- **Text under study**:
++++++++
Fig 6 is my colorization of a 1988 report. This was a “reference” design, probably from an older INTOR design. It is close to today’s evolved machine, but with much more open divertors …
- Hot plasma – yellow
- Separatrix – green. Note two × points to reduce the intensity at either divertor.
- TF coil (toroidal field) – copper brown
- Center post – blue-green, to the left; encloses a stack 6 center solenoid coils like today’s ITER
- PF coils (poloidal field)– 6 purple boxes with the X’s
- Divertor plates (just a sketch) – thick gray lines with black inner surface; they slant toward the exhaust vents without blockage and are close to the × points.
- Divertor ducts – gray paths leading into the top and bottom of the image.
Over the last 35 years, there were many proposals for smaller tokamaks with higher risk of failure. They were rejected by our DOE. Many had divertors, but at least one was for a cheaper, divertor-less ITER. This generated answer #2, Suspicion.
Expanded boundaries (XB) require a large part of the vacuum chamber for the plasma waste. This would sacrifice an expensive fraction of the main chamber; if this were the only solution, it might be a program killer.
But there are (somewhat tested) divertor refinements to the basic XB. The super X divertor uses special coils to divert the exhaust away from the burning region. The snowflake divertor uses coils to generate multiple hit points on the target surface, reducing the intensity in each.
ITER has a potential long pulse-length issue for 2 reasons:
- The divertor blocks the out-flow of the plasma waste and the surface erosion products.
++++++++
- **Exercise 1**: In the divertor passage, what does the snowflake divertor use its coils to do?
- **Exercise 2**: Pick up the divertor passage after its final line and keep writing it.
++++++++
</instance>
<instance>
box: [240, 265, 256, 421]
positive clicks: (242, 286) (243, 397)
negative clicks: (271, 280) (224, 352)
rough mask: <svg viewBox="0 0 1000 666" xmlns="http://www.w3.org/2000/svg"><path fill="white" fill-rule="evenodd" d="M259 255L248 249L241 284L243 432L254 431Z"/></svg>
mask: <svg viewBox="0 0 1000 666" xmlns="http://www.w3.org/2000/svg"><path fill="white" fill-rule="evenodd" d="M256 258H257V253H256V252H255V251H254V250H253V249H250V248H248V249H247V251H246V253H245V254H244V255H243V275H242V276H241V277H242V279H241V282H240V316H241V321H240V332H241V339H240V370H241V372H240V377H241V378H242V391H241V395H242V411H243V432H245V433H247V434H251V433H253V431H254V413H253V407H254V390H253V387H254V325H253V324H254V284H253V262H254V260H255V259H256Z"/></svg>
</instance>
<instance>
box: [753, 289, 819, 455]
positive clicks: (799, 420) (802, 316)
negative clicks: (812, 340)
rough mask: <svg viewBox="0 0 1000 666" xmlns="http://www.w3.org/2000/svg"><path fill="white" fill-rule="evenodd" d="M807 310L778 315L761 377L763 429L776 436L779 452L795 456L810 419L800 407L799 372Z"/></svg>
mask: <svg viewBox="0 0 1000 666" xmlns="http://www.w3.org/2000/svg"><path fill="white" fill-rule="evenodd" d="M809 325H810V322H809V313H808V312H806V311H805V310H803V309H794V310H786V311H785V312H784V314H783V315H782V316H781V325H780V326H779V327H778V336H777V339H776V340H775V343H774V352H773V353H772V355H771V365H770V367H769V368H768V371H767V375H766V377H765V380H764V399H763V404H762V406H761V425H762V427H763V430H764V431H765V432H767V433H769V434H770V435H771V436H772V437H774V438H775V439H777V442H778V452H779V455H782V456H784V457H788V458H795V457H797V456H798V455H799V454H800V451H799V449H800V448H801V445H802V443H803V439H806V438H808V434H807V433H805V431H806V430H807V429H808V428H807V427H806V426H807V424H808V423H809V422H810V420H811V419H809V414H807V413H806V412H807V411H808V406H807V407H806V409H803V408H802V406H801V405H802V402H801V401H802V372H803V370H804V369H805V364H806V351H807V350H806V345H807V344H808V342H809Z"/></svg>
++++++++
- **Task answer 1**: It uses coils to generate multiple hit points on the target surface, reducing the intensity in each.

- **Task answer 2**:
- The divertor may be too close to the separatrix, resulting in prolific high Z generation. Over time, backflow would poison the fusion burn.
People in the fusion community understood this worry – divertor design could block steady state operation of a fusion burn (see the end of this linked article).
A question has been around forever… Why build the monstrously expensive ITER? Why not one of the cheaper, smaller, more efficient designs?
Imagine you are the manager – of a project to demonstrate an ignited plasma with significant power generation. You have huge governmental funding. The project must not fail; if it does, it will be a very long time before the governments of the Earth do this again. But, hey: no pressure.
- You could go with a very small device using high magnetic fields. It’s highly expensive – but it just might work.
- You could go with a very large, very expensive device that many experts (including yourself) say has a very high chance of working. With success, the follow-on could be the machine that is smaller, has higher fields, and is cheaper.
Now pick. Which door would you choose?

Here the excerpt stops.